Extract to read
▼

Abstracts

Rationale: While a role for the blood-brain barrier (BBB) in seizures has been accepted, only recently an unexpected contribution of circulating immune cells to the development of acute seizures has been demonstrated in animal models. Endothelial-leukocyte interactions have been shown to contribute to pilocarpine-induced epileptogenesis, and anti-inflammatory regimens aimed at reducing adhesion of white blood cells to the vascular wall prevented status epilepticus (SE; Nat.Med. 14, 1377-1383 (2008); Neurobiol.Dis. 33, 171-271 (2009)). In particular, CD8+ natural killer T cells appear to be involved 1 Since the spleen is a chief regulator of leukocyte activation, and in particular CD8+ mobilization, we wished to test the hypothesis that splenectomy prevents pilocarpine-induced SE. Since cholinergic and glutamatergic receptors are expressed on B- and T-cells (J.Immunol. 170, 4362-4372 (2003); J.Neuroimmunol. 194, 83-88 (2008)), kainic acid and pilocarpine were used as SE inducers. Methods: Rats were monitored for EEG and behavioral changes throughout the experiments. Splenectomy was performed either before (>4 hrs.) or after (3 hrs.) exposure to pilocarpine (350 mg/kg) or kainate acid (10 or 15 mg/kg). Immunocytochemical analysis was used to measure CD3+ cells in spleen. Seizures were quantified by joint time frequency analysis.Results: After SE, spleen displayed a great increase of CD3+ cells regardless of the trigger used to induce seizures. Splenectomy prevented seizure development in all pilocarpine-treated rats (n=9 per group). Low dose kainate caused behavioral modifications that were entirely prevented by splenectomy (n=3). At the convulsive dosage, KA seizures were decreased but not entirely abolished in splenectomized rats (n=4). Splenectomy also prevented SE-induced mortality.Conclusions: Our results show for the first time that splenectomy prevents SE (pilocarpine) or decreases seizure burden (KA) in animal models of acute seizures based on chemical activation of glutamatergic or muscarinic receptors. We hypothesize that white blood cell activation by kainate or pilocarpine may be responsible for blood-brain barrier disruption that precedes seizures.

▲

Tasks and exercises
a. According to the abstract, why were kainic acid and pilocarpine chosen to induce status epilepticus? Answer in one to three sentences.
b. Answer these questions from the abstract, one line each:
(i) What dose of pilocarpine was given?
(ii) How many rats per group were treated with pilocarpine?
(iii) What change was seen in CD3+ cells in the spleen after status epilepticus?

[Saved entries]
▼

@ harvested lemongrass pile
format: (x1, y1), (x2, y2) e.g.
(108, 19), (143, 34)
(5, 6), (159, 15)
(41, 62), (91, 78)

▲

Exercise solutions
a. They were chosen because cholinergic and glutamatergic receptors are expressed on B- and T-cells.

b.
(i) 350 mg/kg
(ii) Nine
(iii) They increased greatly, whichever trigger was used to induce seizures.